======== Extract provided ========
Dive Brief:
- Alkermes will spin off its cancer drug research as part of a plan to focus exclusively on neuroscience drug development, the company said Wednesday.
- Following a strategic review, the company’s board approved a deal to put Alkermes’ oncology portfolio into an independent, publicly traded company with a new management team. The split will turn Alkermes into a neurology-focused business with marketed products for schizophrenia and addiction as well as some early-stage research programs. It’ll be led by current CEO and chairman Richard Pops.
- The unnamed oncology company, meanwhile, will continue to develop the cancer drugs discovered by Alkermes. That portfolio includes an experimental immunotherapy in late-stage testing for multiple solid tumor types. Alkermes said the new company’s leadership team will be disclosed at a later date and that the separation, if successful, should close by the second half of 2023.
Dive Insight:
The planned spinoff is the latest step in a yearslong transformation for Alkermes, a decades-old biotech that began as a drug delivery specialist before turning into a maker of novel medicines for brain diseases and cancer.
The transition hasn’t always gone smoothly. A depression drug Alkermes developed was panned by advisers to the Food and Drug Administration and subsequently rejected by the regulator in 2019, triggering a stock crash and a restructuring. A schizophrenia and bipolar disorder treatment, Lybalvi, was approved in 2021 but faces tough commercial competition. Its top cancer drug, meanwhile, is aimed at a cancer drug target called IL-2 that’s bedeviled pharmaceutical companies for years.
At about $23 a share, shares are currently worth roughly what they were a decade ago.
But Alkermes says it sees positive signs in the sales trajectory of Lybalvi, which is on pace to generate close to $100 million in revenue this year. However, the launch coincides with late-stage development for its IL-2 immunotherapy nemvaleukin alfa, meaning competition for Alkermes’ limited resources.
Alkermes believes splitting into two companies will solve that problem while allowing shareholders to “better assess the value, potential and performance” of each business, Pops said on a conference call Wednesday.
“Allocating capital to the growth of Lybalvi makes all the sense in the world and decoupling it from the oncology business just allows investors to focus on that,” he added.
Public disclosures from Alkermes suggest the company spends about $100 million per year on cancer drug research, Umer Raffat, an analyst at Evercore ISI, wrote in a Wednesday note to clients.
According to chief financial officer Iain Brown, the company is investing about $80 million per year directly in nemvaleukin alfa, which will be the top prospect of the new company. The drug is in two trials that could support approval in a type of melanoma and ovarian cancer. Both studies are recruiting, with data respectively expected in 2024 and 2025, according to a federal clinical trials database.
Interim results could potentially come earlier, though. “By the time we spin, we'll have very precise understandings about readouts, interim looks and any other data,” Pops said.
The drug has competition as well as investor skepticism to overcome. It’s one of many IL-2-targeting medicines in development. Others from Nektar Therapeutics and Sanofi have either failed or disappointed in clinical testing. That’s one reason Stifel analyst Paul Matteis expects the spinoff “will be viewed positively by investors,” according to a note he sent to clients Wednesday.
“We did not necessarily have high hopes for their IL-2 candidate given the [Nektar] failure and the lack of partnership despite the drug being in clinical development for a fairly long period of time,” Matteis wrote.
The new company will have two other preclinical cancer drugs behind nemvaleukin alfa that also target inflammatory cytokines.
========
■ Task objective
Return the stretch of the Alkermes spinoff article from "The drug has" through "to clients Wednesday.", copied word for word. The records after this point are separate material and have no connection to the Alkermes article.
======== Supplied records ========
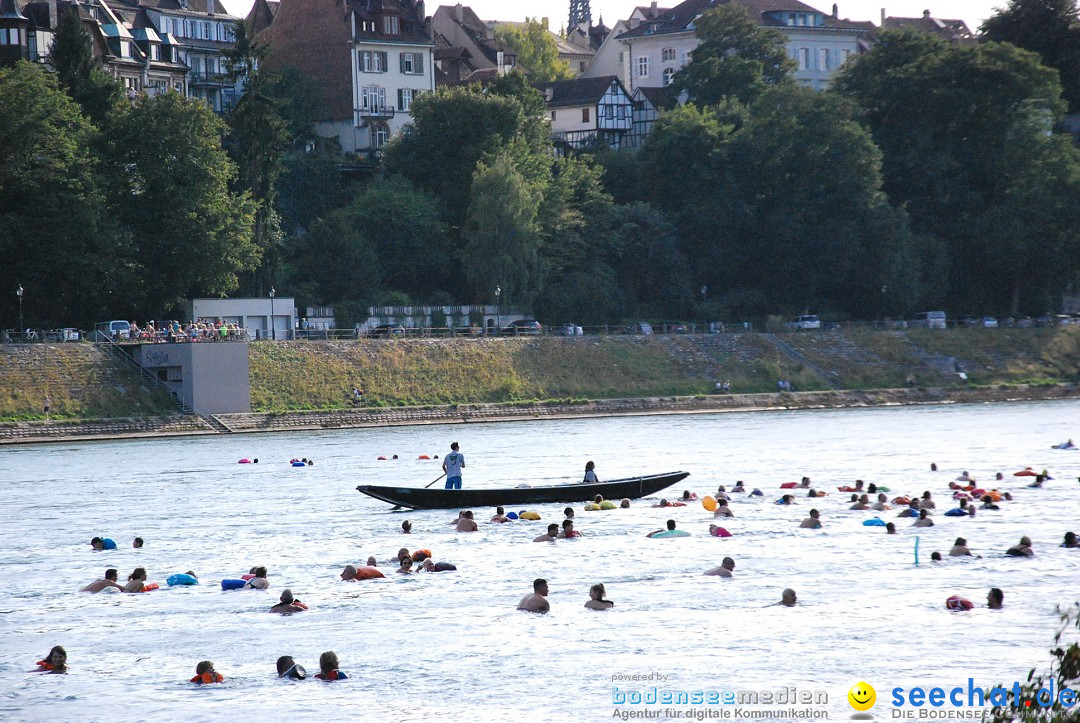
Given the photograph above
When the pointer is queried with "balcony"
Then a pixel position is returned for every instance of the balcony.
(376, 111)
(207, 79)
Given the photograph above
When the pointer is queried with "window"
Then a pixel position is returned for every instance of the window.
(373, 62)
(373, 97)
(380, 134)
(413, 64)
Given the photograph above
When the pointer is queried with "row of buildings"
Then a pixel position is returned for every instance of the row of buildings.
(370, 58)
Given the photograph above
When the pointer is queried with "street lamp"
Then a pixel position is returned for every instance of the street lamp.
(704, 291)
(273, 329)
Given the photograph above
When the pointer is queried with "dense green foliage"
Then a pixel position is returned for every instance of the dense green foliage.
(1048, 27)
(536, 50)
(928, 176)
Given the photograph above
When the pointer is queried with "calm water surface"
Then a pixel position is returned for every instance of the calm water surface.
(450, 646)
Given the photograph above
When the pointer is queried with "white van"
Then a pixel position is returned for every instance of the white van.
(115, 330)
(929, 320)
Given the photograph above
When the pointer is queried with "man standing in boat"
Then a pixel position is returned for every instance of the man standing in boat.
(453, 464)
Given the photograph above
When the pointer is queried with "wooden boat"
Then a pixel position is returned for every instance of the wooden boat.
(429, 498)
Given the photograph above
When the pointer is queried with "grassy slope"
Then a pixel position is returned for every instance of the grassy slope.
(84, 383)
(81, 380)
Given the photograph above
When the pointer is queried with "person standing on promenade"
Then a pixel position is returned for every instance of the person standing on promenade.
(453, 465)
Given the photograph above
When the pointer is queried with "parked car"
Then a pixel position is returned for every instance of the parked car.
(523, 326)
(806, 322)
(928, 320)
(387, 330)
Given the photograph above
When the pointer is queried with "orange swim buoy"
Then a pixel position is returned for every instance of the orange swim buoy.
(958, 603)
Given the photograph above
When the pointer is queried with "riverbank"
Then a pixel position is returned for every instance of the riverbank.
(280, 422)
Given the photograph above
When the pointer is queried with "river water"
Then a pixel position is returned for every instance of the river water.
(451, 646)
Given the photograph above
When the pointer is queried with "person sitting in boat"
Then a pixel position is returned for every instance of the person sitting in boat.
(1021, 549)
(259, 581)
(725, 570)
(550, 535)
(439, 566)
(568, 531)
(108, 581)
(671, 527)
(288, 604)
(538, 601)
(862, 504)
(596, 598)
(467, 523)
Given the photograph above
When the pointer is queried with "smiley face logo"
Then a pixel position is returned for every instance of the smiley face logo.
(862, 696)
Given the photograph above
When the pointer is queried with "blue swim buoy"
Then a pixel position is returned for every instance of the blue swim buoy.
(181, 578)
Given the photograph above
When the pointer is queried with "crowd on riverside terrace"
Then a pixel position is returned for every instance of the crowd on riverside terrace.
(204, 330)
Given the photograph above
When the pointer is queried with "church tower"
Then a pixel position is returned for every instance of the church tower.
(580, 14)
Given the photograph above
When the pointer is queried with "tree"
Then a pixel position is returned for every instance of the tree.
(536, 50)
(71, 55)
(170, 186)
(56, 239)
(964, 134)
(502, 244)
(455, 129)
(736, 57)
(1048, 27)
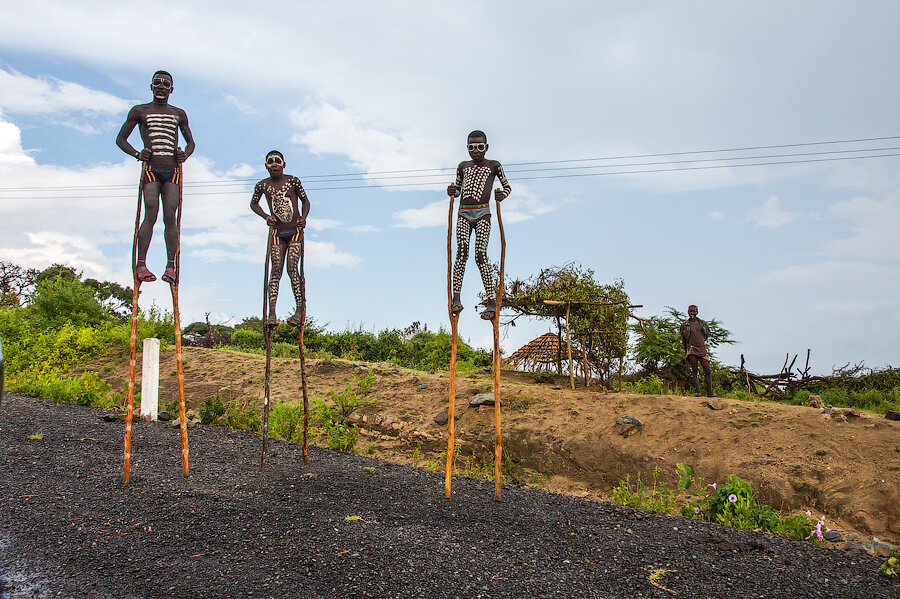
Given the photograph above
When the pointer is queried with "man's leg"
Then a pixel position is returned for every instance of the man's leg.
========
■ Exercise output
The drug has competition as well as investor skepticism to overcome. It’s one of many IL-2-targeting medicines in development. Others from Nektar Therapeutics and Sanofi have either failed or disappointed in clinical testing. That’s one reason Stifel analyst Paul Matteis expects the spinoff “will be viewed positively by investors,” according to a note he sent to clients Wednesday.